#### TESTO DI STUDIO:

Dopo averlo bastonato con i tagli e gli aumenti di tasse e tariffe, finalmente anche il pubblico di sinistra ha avuto il suo sollazzo. Il Grande Inquisitore TorqueMonti questa volta ha diretto la sua scure contro i ricchi pasciuti e ingordi di Cortina, celebrando un grandioso auto da fè a base di scontrini mancati e fatture contraffatte: qualche decina di contribuenti sono stati costretti, loro malgrado, a recitare il mea culpa di fronte a folle televisive inferocite e finalmente gaudenti dell’altrui disgrazia. Adesso sì che sul tavolo dei sacrifici ci siamo davvero tutti.
Ditemi quello che volete, ma a me questa sinistra “pauperista” non piace affatto. In primo luogo perché le tasse sono una cosa seria e, soprattutto, “laica”; altro che “le tasse sono una cosa bellissima” del compianto TPS! Le tasse sono una cosa necessaria per uno Stato moderno. Punto. Tutto il resto è fuffa: soprattutto il tentativo di costruire attorno ai tributi una sorta di “religione civile”. Dal punto di vista etico le tasse non hanno alcun senso: originariamente esse erano il frutto di un’imposizione (non a caso questa espressione è un modo di designarle) nei confronti degli abitanti di un certo territorio da parte di potenze politico-militari che se ne arrogavano il controllo. Questo elemento di sopraffazione viene meno solo con il superamento dello Stato patrimoniale e allora le tasse assumono un significato squisitamente politico (ma non etico!): devo pagarle perché altrimenti rischio di essere privato di alcuni servizi senza i quali non potrei conservare il livello di civiltà che caratterizza la mia esistenza corrente. L’evasione diventa pertanto un reato in quanto minaccia la tenuta della comunità statale.
Se si assume questo presupposto non ci vuole poi molto ad arrivare al motto che animò gli insorti di Boston del 1773: “No taxation without rapresentation”. Colpevolmente a sinistra si è lasciato che fosse la destra ultra-liberista – quella che propugna lo “Stato minimo” – ad appropriarsi di questa rivendicazione. I contemporanei “tea party” statunitensi rievocano proprio la rivolta delle 13 colonie contro le imposte della Corona d’Inghilterra per chiedere meno pressione fiscale e meno intervento pubblico. Ma se riconosco che il mio rapporto con la fiscalità è politico, io posso altresì pretendere che al tributo che verso corrispondano contropartite politiche precise. Potremmo declinare la parola d’ordine dei rivoluzionari americani del ‘700 con un più attuale “niente tasse senza spesa per il welfare, lo sviluppo, il lavoro…”

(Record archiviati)
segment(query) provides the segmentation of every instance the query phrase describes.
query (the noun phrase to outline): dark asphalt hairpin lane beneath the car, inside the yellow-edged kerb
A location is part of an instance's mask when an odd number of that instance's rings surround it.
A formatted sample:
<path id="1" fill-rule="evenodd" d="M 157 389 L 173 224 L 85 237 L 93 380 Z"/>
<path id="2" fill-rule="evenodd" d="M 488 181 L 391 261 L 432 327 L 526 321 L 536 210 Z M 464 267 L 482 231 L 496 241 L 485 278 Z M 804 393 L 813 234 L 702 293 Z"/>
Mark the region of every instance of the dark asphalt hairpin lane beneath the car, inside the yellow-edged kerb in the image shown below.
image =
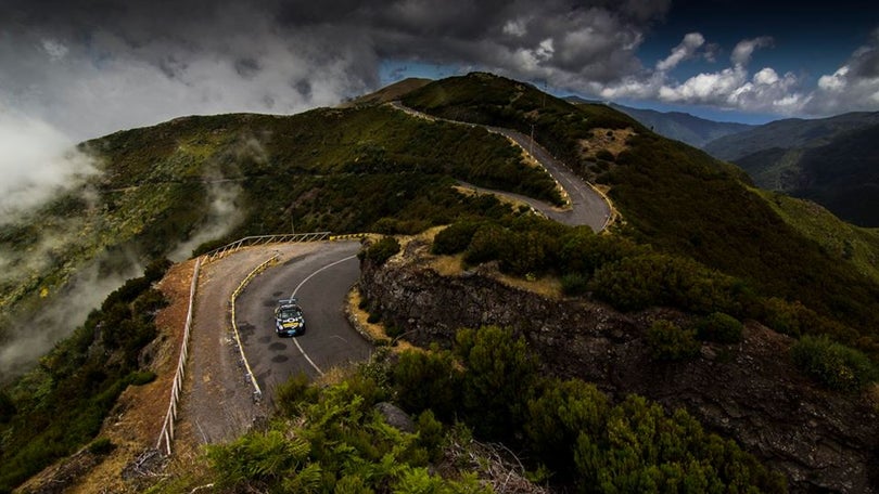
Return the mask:
<path id="1" fill-rule="evenodd" d="M 344 314 L 345 297 L 360 275 L 358 242 L 322 244 L 314 251 L 282 260 L 256 276 L 235 303 L 241 344 L 263 390 L 303 373 L 316 378 L 329 368 L 369 358 L 371 346 Z M 279 299 L 296 297 L 305 313 L 305 334 L 282 338 L 275 333 Z"/>

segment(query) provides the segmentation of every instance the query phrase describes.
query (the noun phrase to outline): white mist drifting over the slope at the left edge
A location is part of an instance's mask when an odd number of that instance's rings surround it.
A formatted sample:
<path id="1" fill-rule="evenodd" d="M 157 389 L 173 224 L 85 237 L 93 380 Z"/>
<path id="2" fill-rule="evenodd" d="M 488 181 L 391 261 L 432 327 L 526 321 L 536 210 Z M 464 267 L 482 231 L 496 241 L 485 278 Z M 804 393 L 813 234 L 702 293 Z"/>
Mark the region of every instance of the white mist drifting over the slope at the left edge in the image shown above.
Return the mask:
<path id="1" fill-rule="evenodd" d="M 142 226 L 131 227 L 125 219 L 139 210 L 139 203 L 120 207 L 120 200 L 130 199 L 120 199 L 118 192 L 101 193 L 102 179 L 93 158 L 65 146 L 63 135 L 47 127 L 30 130 L 36 132 L 20 132 L 21 142 L 33 145 L 44 139 L 47 147 L 42 154 L 20 152 L 18 156 L 33 159 L 34 172 L 22 174 L 14 186 L 3 185 L 26 200 L 14 202 L 7 196 L 2 203 L 0 384 L 29 369 L 55 342 L 80 326 L 110 292 L 126 280 L 140 276 L 151 260 L 146 257 L 164 251 L 165 257 L 179 262 L 201 244 L 228 235 L 244 218 L 239 199 L 246 167 L 267 159 L 259 139 L 239 135 L 201 162 L 204 195 L 194 204 L 163 203 L 162 195 L 145 190 L 143 195 L 123 193 L 137 200 L 164 204 L 165 209 L 149 209 L 149 216 L 139 219 L 142 221 L 137 223 Z M 10 162 L 14 158 L 11 153 L 3 159 Z M 176 159 L 176 155 L 168 159 Z M 63 206 L 66 204 L 78 206 L 67 208 Z M 180 208 L 199 211 L 198 219 L 188 226 L 163 223 L 161 218 L 174 218 Z M 175 227 L 180 231 L 168 230 L 168 224 L 178 224 Z M 153 247 L 158 245 L 161 251 L 146 256 L 148 250 L 138 243 L 140 235 L 145 235 Z"/>

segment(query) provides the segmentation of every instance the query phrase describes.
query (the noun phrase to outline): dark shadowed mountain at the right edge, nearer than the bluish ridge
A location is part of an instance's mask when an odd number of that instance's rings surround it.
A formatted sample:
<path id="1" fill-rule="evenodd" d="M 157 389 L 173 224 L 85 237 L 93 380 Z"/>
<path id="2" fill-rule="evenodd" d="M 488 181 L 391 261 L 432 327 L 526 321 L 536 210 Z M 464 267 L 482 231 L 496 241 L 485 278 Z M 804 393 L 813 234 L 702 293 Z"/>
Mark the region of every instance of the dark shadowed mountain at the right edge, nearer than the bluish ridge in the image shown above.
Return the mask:
<path id="1" fill-rule="evenodd" d="M 708 143 L 762 188 L 807 198 L 845 221 L 879 226 L 879 113 L 773 121 Z"/>

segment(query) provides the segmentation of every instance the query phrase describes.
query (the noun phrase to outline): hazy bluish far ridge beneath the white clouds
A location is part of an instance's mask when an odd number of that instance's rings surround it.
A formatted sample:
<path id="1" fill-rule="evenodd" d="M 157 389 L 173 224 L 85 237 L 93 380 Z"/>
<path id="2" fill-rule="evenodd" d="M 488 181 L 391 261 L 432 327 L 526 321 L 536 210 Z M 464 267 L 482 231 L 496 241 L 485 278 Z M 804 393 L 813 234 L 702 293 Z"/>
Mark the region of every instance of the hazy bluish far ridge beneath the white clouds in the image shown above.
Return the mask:
<path id="1" fill-rule="evenodd" d="M 574 104 L 603 103 L 579 96 L 568 96 L 565 100 Z M 638 120 L 642 126 L 660 135 L 685 142 L 695 147 L 702 147 L 716 139 L 754 128 L 754 126 L 748 123 L 708 120 L 681 112 L 657 112 L 654 109 L 633 108 L 616 103 L 603 104 Z"/>

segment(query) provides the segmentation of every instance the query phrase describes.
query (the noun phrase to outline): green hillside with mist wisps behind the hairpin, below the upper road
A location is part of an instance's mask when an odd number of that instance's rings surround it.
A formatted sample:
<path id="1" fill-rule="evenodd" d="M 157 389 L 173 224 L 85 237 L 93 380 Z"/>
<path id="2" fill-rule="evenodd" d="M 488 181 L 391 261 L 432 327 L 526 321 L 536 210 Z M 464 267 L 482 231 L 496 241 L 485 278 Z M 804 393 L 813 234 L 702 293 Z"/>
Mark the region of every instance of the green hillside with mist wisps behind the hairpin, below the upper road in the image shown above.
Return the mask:
<path id="1" fill-rule="evenodd" d="M 179 118 L 82 150 L 99 176 L 0 226 L 0 342 L 51 328 L 51 346 L 132 266 L 200 245 L 291 230 L 413 232 L 504 209 L 458 194 L 457 180 L 560 202 L 505 138 L 381 106 Z M 77 281 L 93 300 L 72 291 Z M 35 329 L 34 314 L 54 317 Z M 27 363 L 0 362 L 4 377 Z"/>

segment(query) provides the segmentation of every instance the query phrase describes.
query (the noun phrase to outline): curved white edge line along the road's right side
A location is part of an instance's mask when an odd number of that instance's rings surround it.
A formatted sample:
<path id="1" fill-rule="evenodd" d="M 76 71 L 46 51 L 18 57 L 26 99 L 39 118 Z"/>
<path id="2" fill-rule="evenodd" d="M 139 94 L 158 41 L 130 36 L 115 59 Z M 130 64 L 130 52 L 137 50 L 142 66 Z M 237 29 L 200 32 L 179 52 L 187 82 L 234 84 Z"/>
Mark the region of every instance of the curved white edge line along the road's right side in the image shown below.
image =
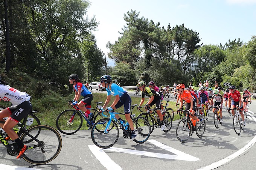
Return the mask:
<path id="1" fill-rule="evenodd" d="M 248 112 L 252 113 L 251 111 L 248 110 Z M 254 120 L 254 122 L 256 122 L 256 118 L 251 115 L 250 113 L 248 113 Z M 245 151 L 247 151 L 248 149 L 250 149 L 254 144 L 256 143 L 256 136 L 254 136 L 254 138 L 252 140 L 250 140 L 244 147 L 242 147 L 241 149 L 239 149 L 238 151 L 236 151 L 235 153 L 227 156 L 224 159 L 221 159 L 220 161 L 214 162 L 210 165 L 207 165 L 205 167 L 199 168 L 198 170 L 211 170 L 211 169 L 215 169 L 223 164 L 226 164 L 227 162 L 231 161 L 232 159 L 236 158 L 237 156 L 241 155 L 242 153 L 244 153 Z"/>

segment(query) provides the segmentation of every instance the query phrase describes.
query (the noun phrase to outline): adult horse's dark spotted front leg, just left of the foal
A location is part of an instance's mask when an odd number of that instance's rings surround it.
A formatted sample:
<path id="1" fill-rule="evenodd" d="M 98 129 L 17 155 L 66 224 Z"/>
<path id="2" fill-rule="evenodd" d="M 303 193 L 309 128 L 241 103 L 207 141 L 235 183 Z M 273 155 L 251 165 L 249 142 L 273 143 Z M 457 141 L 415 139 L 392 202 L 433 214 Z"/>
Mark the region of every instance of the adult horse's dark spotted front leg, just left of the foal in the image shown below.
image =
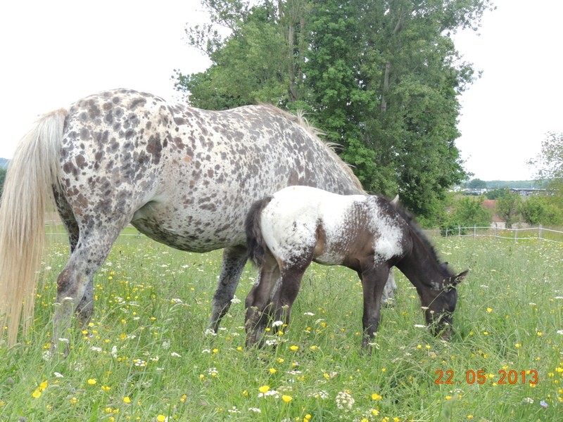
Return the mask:
<path id="1" fill-rule="evenodd" d="M 239 285 L 242 270 L 246 264 L 246 247 L 233 246 L 223 251 L 223 263 L 217 290 L 213 295 L 213 305 L 209 319 L 209 328 L 217 332 L 222 317 L 227 314 L 234 298 L 236 286 Z"/>

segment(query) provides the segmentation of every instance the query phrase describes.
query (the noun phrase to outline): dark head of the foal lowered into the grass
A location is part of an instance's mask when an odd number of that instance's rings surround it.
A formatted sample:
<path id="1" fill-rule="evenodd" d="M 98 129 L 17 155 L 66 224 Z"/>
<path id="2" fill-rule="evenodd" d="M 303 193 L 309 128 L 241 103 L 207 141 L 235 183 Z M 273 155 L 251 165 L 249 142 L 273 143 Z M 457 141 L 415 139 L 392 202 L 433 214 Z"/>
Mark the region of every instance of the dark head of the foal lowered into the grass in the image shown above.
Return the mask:
<path id="1" fill-rule="evenodd" d="M 430 297 L 425 295 L 429 299 L 427 304 L 423 303 L 426 324 L 430 327 L 432 334 L 440 335 L 442 340 L 450 340 L 452 335 L 453 312 L 457 304 L 455 286 L 465 279 L 468 272 L 464 271 L 446 279 L 442 288 L 433 289 Z"/>

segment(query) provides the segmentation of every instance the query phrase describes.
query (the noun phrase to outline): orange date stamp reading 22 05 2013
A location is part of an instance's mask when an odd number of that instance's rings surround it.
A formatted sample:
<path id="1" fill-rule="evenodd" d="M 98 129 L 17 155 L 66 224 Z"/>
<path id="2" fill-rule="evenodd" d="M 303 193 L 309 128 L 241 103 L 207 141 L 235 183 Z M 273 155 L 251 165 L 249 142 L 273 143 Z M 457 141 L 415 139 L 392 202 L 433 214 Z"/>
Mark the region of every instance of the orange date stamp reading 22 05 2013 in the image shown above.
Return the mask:
<path id="1" fill-rule="evenodd" d="M 538 383 L 538 371 L 535 369 L 529 369 L 526 371 L 515 371 L 514 369 L 510 369 L 507 371 L 505 369 L 500 369 L 496 374 L 494 373 L 487 373 L 484 369 L 479 369 L 474 371 L 469 369 L 465 371 L 465 376 L 460 379 L 460 376 L 457 376 L 455 371 L 452 369 L 447 369 L 442 371 L 438 369 L 434 372 L 436 378 L 434 379 L 435 384 L 445 384 L 445 385 L 454 385 L 454 384 L 484 384 L 487 381 L 493 381 L 499 385 L 514 385 L 514 384 L 531 384 L 535 385 Z"/>

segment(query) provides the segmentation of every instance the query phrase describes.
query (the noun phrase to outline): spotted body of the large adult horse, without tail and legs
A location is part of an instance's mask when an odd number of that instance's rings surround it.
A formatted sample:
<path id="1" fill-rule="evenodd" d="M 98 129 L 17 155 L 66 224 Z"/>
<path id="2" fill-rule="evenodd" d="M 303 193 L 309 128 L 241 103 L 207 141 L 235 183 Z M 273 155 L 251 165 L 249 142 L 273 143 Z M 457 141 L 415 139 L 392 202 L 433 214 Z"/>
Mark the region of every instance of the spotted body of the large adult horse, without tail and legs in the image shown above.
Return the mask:
<path id="1" fill-rule="evenodd" d="M 198 252 L 243 244 L 251 204 L 285 186 L 361 191 L 334 153 L 276 108 L 200 110 L 122 89 L 70 108 L 61 167 L 79 225 L 126 215 L 147 236 Z"/>

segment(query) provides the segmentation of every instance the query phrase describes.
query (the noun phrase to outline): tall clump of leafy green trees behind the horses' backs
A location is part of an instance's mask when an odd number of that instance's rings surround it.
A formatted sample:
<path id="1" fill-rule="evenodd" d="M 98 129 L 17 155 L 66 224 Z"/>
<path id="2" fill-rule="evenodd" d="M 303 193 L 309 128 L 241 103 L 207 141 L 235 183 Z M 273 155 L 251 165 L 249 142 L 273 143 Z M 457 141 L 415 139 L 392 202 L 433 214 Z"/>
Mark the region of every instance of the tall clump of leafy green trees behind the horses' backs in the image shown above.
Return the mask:
<path id="1" fill-rule="evenodd" d="M 257 101 L 310 112 L 369 191 L 436 219 L 464 179 L 459 94 L 474 80 L 451 34 L 476 28 L 490 0 L 203 0 L 190 42 L 213 65 L 177 75 L 204 108 Z M 221 37 L 217 25 L 227 27 Z"/>

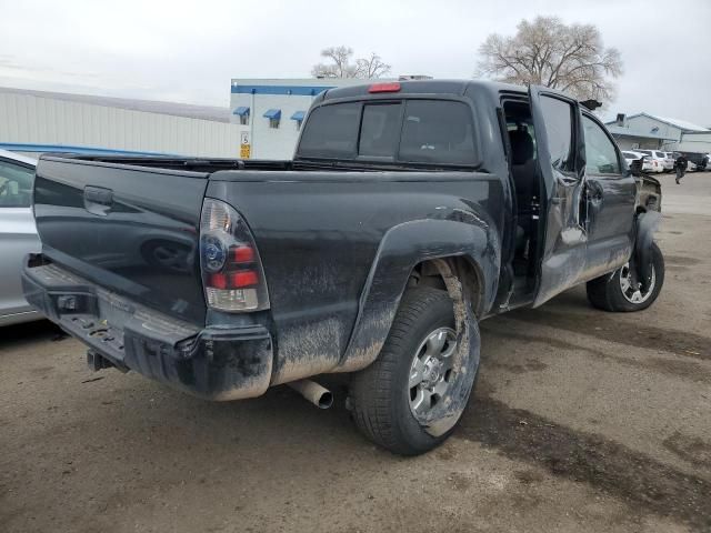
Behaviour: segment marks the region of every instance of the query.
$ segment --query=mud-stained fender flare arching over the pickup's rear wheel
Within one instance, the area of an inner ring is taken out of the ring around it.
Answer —
[[[382,239],[361,294],[348,346],[333,372],[353,372],[380,353],[412,269],[422,261],[461,257],[477,272],[481,293],[477,314],[494,300],[501,244],[491,224],[469,212],[458,221],[417,220],[390,229]]]

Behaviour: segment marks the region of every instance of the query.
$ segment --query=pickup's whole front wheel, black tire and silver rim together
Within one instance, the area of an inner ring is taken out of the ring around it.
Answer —
[[[664,283],[664,258],[655,242],[652,242],[650,278],[642,288],[637,281],[630,263],[611,274],[588,282],[588,300],[604,311],[633,312],[649,308],[662,290]]]

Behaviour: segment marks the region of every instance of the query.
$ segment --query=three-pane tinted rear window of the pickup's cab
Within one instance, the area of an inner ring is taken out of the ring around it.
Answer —
[[[443,100],[327,104],[309,114],[298,155],[473,164],[471,114],[465,103]]]

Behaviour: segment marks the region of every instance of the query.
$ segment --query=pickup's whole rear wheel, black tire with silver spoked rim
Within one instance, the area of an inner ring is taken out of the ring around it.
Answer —
[[[463,329],[457,332],[445,291],[404,293],[378,360],[352,378],[353,415],[367,438],[401,455],[424,453],[447,440],[479,366],[475,321]]]

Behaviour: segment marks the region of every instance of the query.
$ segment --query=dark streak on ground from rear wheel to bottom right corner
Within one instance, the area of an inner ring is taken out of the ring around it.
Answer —
[[[711,482],[603,435],[574,431],[491,398],[477,398],[455,433],[552,475],[588,483],[630,507],[711,529]]]

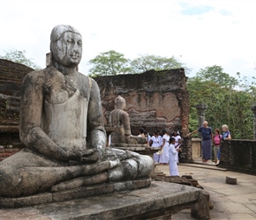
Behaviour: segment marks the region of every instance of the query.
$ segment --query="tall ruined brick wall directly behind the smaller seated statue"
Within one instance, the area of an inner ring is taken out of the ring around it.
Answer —
[[[141,126],[149,133],[163,128],[169,133],[177,129],[184,134],[188,130],[189,100],[184,69],[150,70],[95,80],[101,90],[107,132],[111,130],[109,113],[115,108],[117,95],[126,100],[125,111],[130,115],[133,135],[139,135]]]

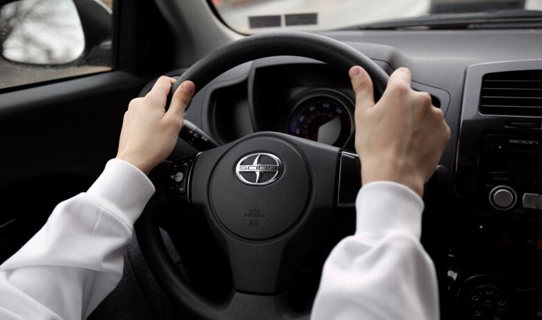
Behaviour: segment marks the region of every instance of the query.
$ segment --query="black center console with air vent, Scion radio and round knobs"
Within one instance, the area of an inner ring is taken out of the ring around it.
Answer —
[[[542,60],[468,67],[454,176],[450,319],[542,319]]]

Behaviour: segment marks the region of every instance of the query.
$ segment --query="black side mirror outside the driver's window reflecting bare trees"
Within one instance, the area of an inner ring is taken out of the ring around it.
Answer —
[[[111,35],[111,10],[97,0],[1,2],[0,56],[9,62],[110,65]]]

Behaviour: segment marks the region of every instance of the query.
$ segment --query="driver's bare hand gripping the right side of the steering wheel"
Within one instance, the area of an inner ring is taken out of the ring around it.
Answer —
[[[411,73],[397,69],[378,103],[370,76],[361,67],[350,69],[356,92],[356,151],[361,160],[361,183],[379,180],[401,183],[422,196],[450,128],[427,92],[411,89]]]

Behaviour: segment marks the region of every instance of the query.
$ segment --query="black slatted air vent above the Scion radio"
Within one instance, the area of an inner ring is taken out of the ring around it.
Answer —
[[[542,117],[542,70],[486,74],[482,78],[480,112]]]

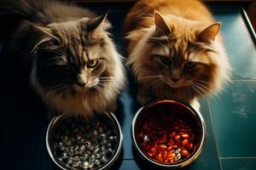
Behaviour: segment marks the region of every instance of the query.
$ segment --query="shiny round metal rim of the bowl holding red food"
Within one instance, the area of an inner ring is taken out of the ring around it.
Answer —
[[[156,105],[159,103],[175,103],[177,105],[182,105],[183,107],[186,107],[187,109],[189,109],[190,111],[194,112],[196,116],[199,117],[200,120],[200,125],[201,125],[201,129],[202,129],[202,136],[201,136],[201,142],[198,146],[198,148],[196,149],[195,153],[189,157],[189,159],[187,159],[186,161],[181,161],[179,163],[172,163],[172,164],[164,164],[164,163],[159,163],[157,161],[153,161],[151,159],[148,158],[148,156],[146,156],[143,151],[140,149],[140,147],[137,144],[137,140],[135,137],[135,124],[137,121],[137,116],[139,116],[140,113],[142,113],[142,111],[148,107],[150,107],[151,105]],[[152,102],[149,102],[146,105],[143,105],[141,108],[139,108],[135,114],[135,116],[133,117],[132,123],[131,123],[131,136],[132,136],[132,142],[133,144],[136,146],[136,149],[139,151],[140,155],[143,156],[143,158],[151,163],[153,163],[154,165],[160,166],[160,167],[184,167],[186,165],[189,165],[192,161],[195,161],[195,159],[201,154],[201,151],[203,150],[203,146],[206,142],[206,136],[207,136],[207,127],[205,124],[205,121],[203,119],[203,116],[201,116],[201,112],[197,111],[192,105],[188,105],[185,104],[183,102],[180,101],[176,101],[176,100],[172,100],[172,99],[158,99],[158,100],[154,100]]]

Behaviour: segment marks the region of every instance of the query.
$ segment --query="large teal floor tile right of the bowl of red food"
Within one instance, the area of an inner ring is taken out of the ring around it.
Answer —
[[[212,100],[221,157],[256,156],[256,81],[234,81]]]

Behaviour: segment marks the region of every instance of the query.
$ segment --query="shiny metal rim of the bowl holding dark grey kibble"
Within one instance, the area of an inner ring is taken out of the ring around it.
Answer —
[[[108,160],[106,165],[104,165],[103,167],[94,168],[94,169],[97,169],[97,170],[102,170],[102,169],[105,169],[105,168],[108,169],[109,167],[111,167],[113,165],[113,163],[118,159],[119,154],[120,154],[121,149],[122,149],[122,146],[123,146],[123,133],[122,133],[122,129],[120,127],[120,124],[119,124],[119,121],[118,121],[117,117],[114,116],[113,112],[105,111],[105,112],[103,112],[103,114],[106,114],[106,115],[110,116],[110,118],[113,118],[113,122],[116,123],[118,131],[119,131],[119,144],[118,144],[118,147],[117,147],[116,152],[115,152],[114,156],[112,157],[112,159]],[[67,167],[63,167],[63,166],[61,166],[61,164],[58,161],[55,161],[55,156],[53,155],[53,153],[52,153],[52,151],[51,151],[51,149],[49,147],[49,131],[50,131],[50,127],[52,127],[54,125],[54,123],[57,122],[62,116],[67,116],[67,115],[66,114],[61,114],[59,116],[54,116],[52,118],[52,120],[49,122],[49,125],[47,127],[47,132],[46,132],[45,140],[46,140],[46,148],[47,148],[47,151],[48,151],[48,154],[49,154],[51,160],[54,161],[55,165],[57,165],[61,169],[67,170]]]

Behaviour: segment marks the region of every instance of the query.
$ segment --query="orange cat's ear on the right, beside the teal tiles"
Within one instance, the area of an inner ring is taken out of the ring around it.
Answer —
[[[198,40],[200,42],[205,42],[205,43],[213,42],[215,40],[215,37],[218,34],[219,27],[220,27],[219,22],[216,22],[211,26],[208,26],[206,29],[201,31],[201,33],[198,35]]]

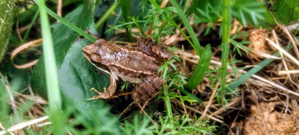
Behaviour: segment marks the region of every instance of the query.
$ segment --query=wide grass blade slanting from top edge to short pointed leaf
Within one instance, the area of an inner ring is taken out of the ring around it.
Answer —
[[[186,30],[188,31],[188,33],[192,39],[192,42],[194,43],[193,48],[196,52],[199,53],[199,56],[200,56],[200,54],[202,53],[202,48],[200,47],[199,41],[196,37],[196,34],[195,34],[192,26],[189,23],[189,20],[187,19],[187,16],[184,14],[184,11],[181,9],[180,5],[175,0],[169,0],[169,1],[172,4],[172,6],[175,7],[176,10],[178,11],[180,19],[183,22],[183,24],[185,25]]]

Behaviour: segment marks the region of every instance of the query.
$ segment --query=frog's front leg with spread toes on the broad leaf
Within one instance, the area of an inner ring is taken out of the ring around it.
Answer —
[[[91,90],[94,90],[99,95],[93,96],[91,99],[88,99],[88,100],[92,100],[92,99],[111,99],[111,98],[118,97],[118,96],[113,96],[116,88],[117,88],[116,87],[116,79],[112,75],[110,75],[110,86],[108,87],[108,89],[105,90],[104,92],[100,92],[100,91],[96,90],[95,88],[91,88]]]

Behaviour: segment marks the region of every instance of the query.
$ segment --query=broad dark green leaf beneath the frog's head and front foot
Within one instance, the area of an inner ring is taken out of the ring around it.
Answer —
[[[82,30],[89,30],[91,34],[96,34],[92,11],[86,1],[65,16],[65,19]],[[101,116],[94,116],[95,111],[109,108],[106,100],[86,100],[96,95],[91,91],[92,87],[103,90],[110,84],[108,75],[98,75],[96,68],[83,56],[82,48],[91,44],[87,39],[79,39],[79,34],[71,30],[64,24],[53,25],[53,41],[57,60],[57,70],[59,76],[60,89],[64,105],[73,105],[76,112],[88,116],[87,121],[93,128],[95,125],[109,127],[110,130],[102,134],[119,134],[119,123],[109,112]],[[43,58],[39,60],[33,69],[31,86],[35,93],[46,98],[45,71]],[[100,117],[100,119],[99,119]],[[95,124],[96,123],[96,124]],[[109,123],[107,125],[107,123]]]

#### AZIONE RICHIESTA 1:
Riporta per favore il passo del testo sulle tasse che comincia dalle parole "Dopo averlo bastonato" e si ferma dopo "siamo davvero tutti.".
#### AZIONE RICHIESTA 2:
Scrivi la parte successiva del testo sulle tasse, riprendendo da dove si interrompe.
L'elenco proviene da un'altra fonte.

#### RISPOSTA 1:
Dopo averlo bastonato con i tagli e gli aumenti di tasse e tariffe, finalmente anche il pubblico di sinistra ha avuto il suo sollazzo. Il Grande Inquisitore TorqueMonti questa volta ha diretto la sua scure contro i ricchi pasciuti e ingordi di Cortina, celebrando un grandioso auto da fè a base di scontrini mancati e fatture contraffatte: qualche decina di contribuenti sono stati costretti, loro malgrado, a recitare il mea culpa di fronte a folle televisive inferocite e finalmente gaudenti dell’altrui disgrazia. Adesso sì che sul tavolo dei sacrifici ci siamo davvero tutti.

#### RISPOSTA 2:
E veniamo così al vero punto debole del pauperismo sinistrato di questi giorni. Come ogni approccio ideologico alle cose anche questo tralascia le dinamiche reali per costruire un mondo astratto in cui sono protagonisti i valori (l’onestà contro la furberia) piuttosto che gli interessi dei vari gruppi. Che funzione ha svolto l’evasione nella storia economica del nostro paese degli ultimi trent’anni? A ben vedere è stata una delle ragioni del dilatarsi del debito pubblico, perché mentre finalmente l’Italia andava modernizzandosi sul piano dei servizi di welfare (solo nel 1979 entrava in vigore il Servizio Sanitario Nazionale), il suo sistema fiscale restava uno dei più antiquati ed inefficienti del mondo industrializzato. Questa disparità, unita a politiche monetarie che sin da allora puntavano all’integrazione fra i diversi paesi europei (sempre nel ’79 l’Italia aderì al Sistema Monetario Europeo, il “padre” dell’Euro), ha provocato il dilatarsi dei disavanzi pubblici e quindi del debito.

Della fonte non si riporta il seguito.